Description of the task. Return all the lines below in which the string "positive" appears.

Saved entries
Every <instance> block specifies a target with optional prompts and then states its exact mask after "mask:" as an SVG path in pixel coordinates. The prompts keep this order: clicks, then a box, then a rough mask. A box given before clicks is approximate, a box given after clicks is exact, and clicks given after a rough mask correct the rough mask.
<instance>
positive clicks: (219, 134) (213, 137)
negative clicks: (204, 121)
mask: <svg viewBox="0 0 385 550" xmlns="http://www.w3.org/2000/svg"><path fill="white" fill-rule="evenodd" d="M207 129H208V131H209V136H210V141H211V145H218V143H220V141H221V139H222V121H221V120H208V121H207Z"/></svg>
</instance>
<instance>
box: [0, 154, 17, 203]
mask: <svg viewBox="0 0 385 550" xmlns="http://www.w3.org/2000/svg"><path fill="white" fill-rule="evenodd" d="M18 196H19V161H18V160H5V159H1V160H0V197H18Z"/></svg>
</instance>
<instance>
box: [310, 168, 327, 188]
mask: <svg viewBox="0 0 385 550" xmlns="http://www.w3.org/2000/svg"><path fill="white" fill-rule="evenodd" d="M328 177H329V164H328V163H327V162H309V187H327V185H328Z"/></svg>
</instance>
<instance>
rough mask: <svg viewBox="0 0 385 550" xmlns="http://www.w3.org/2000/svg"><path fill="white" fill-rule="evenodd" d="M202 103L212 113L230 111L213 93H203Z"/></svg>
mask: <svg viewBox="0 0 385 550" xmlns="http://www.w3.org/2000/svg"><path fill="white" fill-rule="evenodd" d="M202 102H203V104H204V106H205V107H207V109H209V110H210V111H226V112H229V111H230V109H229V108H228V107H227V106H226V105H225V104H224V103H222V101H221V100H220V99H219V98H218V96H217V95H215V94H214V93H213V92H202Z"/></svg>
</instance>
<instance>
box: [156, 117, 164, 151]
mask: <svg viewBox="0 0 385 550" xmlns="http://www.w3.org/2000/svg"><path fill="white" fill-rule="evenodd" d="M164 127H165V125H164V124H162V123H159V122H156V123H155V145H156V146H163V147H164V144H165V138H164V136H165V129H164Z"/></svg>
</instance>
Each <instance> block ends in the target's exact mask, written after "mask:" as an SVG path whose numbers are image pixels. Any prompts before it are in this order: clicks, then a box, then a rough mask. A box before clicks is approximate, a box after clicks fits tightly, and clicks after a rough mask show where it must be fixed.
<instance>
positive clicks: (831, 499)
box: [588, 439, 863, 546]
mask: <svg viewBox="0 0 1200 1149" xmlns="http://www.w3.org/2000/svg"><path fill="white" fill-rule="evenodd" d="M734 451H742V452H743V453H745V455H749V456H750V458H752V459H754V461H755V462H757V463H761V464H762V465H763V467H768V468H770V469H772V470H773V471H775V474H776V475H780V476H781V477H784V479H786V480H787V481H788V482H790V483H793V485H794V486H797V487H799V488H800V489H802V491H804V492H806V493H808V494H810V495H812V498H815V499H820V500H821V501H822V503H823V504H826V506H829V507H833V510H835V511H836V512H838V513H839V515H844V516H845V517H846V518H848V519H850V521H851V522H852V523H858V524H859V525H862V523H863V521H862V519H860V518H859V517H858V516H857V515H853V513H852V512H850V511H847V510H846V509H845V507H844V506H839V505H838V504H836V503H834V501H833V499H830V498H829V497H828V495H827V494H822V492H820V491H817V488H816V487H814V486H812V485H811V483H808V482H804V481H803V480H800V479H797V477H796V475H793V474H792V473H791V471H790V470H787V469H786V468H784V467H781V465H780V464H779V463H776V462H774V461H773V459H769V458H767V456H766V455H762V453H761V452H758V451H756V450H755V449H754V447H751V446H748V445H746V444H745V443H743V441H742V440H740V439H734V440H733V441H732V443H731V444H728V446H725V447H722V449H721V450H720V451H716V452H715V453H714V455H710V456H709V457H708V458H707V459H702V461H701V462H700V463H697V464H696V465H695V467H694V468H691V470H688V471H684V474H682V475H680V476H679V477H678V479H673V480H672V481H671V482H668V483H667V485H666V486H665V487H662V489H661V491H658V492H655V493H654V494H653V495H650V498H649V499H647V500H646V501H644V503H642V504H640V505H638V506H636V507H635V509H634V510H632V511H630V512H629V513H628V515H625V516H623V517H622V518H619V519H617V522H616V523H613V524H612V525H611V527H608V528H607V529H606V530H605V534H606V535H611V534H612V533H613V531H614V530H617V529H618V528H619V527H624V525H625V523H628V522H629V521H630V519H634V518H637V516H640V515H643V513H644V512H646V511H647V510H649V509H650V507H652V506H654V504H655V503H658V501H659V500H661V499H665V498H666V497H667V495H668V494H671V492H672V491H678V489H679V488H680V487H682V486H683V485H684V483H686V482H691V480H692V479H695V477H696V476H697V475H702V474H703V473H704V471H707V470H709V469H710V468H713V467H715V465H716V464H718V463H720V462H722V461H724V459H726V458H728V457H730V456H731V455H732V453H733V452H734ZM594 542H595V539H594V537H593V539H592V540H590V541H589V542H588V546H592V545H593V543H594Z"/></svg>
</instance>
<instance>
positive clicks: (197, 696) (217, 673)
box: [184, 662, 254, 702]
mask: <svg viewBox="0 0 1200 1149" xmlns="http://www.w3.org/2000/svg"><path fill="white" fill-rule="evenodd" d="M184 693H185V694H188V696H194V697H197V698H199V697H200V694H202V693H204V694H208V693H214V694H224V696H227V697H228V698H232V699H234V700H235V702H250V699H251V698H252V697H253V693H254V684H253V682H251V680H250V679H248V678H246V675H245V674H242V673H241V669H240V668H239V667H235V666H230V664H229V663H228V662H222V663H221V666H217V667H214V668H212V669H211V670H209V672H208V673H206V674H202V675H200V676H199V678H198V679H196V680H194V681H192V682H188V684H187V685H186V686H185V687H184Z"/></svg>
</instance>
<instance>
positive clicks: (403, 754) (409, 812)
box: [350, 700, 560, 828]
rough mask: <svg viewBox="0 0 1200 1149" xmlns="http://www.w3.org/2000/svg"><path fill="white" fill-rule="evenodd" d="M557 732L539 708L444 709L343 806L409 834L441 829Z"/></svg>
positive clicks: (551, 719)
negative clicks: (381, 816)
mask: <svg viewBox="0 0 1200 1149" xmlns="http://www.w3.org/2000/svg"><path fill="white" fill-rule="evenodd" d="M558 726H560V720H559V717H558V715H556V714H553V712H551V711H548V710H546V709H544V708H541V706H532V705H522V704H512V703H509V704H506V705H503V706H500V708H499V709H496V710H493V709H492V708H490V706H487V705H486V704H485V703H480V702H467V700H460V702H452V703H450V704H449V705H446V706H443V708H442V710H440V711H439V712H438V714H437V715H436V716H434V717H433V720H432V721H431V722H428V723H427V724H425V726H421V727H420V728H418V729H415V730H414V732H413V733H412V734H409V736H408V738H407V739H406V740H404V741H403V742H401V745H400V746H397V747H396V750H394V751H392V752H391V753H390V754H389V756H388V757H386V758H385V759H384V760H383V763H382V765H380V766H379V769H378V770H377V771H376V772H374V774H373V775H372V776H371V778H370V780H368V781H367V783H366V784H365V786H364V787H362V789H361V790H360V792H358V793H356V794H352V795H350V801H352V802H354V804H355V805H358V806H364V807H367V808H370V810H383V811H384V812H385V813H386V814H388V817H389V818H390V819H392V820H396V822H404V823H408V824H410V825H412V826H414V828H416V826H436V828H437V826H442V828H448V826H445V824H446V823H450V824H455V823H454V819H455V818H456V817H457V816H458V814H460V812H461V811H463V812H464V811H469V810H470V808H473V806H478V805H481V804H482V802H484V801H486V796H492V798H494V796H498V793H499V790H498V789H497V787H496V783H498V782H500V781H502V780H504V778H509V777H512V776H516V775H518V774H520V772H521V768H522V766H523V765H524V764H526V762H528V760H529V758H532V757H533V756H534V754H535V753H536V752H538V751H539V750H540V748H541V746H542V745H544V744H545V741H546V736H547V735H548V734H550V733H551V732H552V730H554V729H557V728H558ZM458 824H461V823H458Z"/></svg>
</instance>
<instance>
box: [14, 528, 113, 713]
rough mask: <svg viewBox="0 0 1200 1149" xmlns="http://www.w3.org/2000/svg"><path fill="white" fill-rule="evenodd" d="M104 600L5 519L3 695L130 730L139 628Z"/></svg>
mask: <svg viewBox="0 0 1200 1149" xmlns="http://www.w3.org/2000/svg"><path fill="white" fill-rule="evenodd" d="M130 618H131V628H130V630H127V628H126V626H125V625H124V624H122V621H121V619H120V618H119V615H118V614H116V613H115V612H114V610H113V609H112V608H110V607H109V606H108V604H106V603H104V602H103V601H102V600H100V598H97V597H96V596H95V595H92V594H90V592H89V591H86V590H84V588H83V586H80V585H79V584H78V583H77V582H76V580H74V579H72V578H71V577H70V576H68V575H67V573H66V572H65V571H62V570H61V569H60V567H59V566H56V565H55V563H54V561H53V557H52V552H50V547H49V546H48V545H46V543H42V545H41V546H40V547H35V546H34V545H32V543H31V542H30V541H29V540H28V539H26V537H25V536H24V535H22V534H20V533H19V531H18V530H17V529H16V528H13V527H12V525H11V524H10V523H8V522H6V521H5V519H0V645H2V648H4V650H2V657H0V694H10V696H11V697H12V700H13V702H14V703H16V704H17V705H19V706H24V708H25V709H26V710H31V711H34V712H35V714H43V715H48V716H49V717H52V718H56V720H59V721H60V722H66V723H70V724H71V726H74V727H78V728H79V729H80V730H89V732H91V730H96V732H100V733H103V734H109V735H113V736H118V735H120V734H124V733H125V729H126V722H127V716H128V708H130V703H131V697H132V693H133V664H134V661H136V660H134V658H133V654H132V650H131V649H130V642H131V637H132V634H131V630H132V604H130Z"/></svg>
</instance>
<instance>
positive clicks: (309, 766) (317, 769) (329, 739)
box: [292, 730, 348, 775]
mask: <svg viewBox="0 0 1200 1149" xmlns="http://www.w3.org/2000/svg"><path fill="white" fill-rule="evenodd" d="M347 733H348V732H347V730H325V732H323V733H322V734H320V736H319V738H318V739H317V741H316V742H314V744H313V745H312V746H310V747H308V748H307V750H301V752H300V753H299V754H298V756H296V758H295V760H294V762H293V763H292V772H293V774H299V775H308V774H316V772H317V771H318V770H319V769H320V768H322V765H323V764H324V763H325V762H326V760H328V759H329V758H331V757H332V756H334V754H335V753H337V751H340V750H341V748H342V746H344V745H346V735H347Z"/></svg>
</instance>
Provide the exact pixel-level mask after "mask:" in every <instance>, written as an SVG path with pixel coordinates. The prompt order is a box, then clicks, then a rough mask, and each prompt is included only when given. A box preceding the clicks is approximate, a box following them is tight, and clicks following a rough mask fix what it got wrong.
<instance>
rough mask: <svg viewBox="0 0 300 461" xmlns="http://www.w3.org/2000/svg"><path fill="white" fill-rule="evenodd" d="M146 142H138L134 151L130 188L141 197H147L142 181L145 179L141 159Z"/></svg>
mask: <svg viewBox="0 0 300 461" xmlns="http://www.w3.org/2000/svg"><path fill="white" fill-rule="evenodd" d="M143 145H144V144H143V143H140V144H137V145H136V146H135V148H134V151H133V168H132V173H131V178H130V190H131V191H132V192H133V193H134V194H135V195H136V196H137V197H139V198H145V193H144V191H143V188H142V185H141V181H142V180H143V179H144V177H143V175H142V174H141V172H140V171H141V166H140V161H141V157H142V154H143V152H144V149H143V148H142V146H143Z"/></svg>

Answer to the exercise.
positive clicks: (219, 134) (213, 137)
positive clicks: (831, 499)
positive clicks: (197, 696) (217, 673)
positive clicks: (403, 754) (409, 812)
positive clicks: (551, 719)
positive clicks: (309, 766) (317, 769) (329, 739)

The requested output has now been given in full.